**SUPPLIED MATERIAL**.
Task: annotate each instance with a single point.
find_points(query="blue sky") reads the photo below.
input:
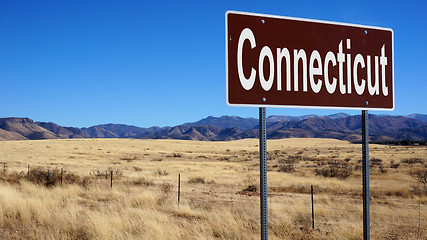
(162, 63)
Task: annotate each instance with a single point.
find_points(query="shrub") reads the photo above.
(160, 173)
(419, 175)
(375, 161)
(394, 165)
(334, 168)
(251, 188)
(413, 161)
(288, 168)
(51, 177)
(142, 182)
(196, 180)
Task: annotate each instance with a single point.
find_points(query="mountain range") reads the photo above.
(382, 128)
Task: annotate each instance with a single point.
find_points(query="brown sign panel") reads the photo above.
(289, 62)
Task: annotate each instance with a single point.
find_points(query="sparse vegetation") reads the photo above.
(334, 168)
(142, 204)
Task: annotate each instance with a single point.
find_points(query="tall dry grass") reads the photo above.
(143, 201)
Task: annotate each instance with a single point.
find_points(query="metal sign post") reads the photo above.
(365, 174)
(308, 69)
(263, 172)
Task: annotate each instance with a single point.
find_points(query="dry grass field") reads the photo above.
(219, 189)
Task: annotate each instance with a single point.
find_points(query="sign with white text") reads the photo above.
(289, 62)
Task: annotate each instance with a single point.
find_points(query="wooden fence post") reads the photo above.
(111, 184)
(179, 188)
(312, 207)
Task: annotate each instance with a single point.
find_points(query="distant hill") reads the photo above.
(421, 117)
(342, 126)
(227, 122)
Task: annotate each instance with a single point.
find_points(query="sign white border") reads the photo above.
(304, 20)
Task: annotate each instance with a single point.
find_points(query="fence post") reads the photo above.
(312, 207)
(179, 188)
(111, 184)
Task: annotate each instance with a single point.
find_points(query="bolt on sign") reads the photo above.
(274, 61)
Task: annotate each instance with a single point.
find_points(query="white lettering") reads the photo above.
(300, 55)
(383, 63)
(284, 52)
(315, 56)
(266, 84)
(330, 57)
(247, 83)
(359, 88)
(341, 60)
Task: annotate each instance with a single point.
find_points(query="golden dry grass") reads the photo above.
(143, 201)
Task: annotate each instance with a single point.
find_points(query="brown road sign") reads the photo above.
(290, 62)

---

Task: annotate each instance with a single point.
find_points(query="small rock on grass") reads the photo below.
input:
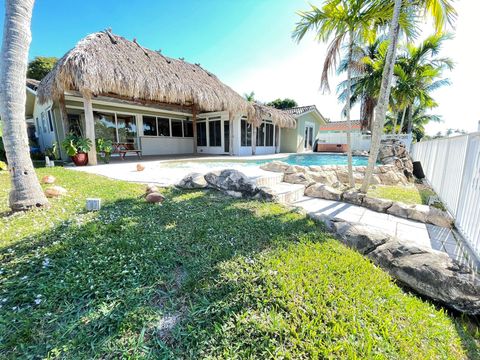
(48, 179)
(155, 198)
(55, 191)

**DIRECTIONS**.
Your reply should be one number: how many lines in the listing hold the word "below".

**ANSWER BOX**.
2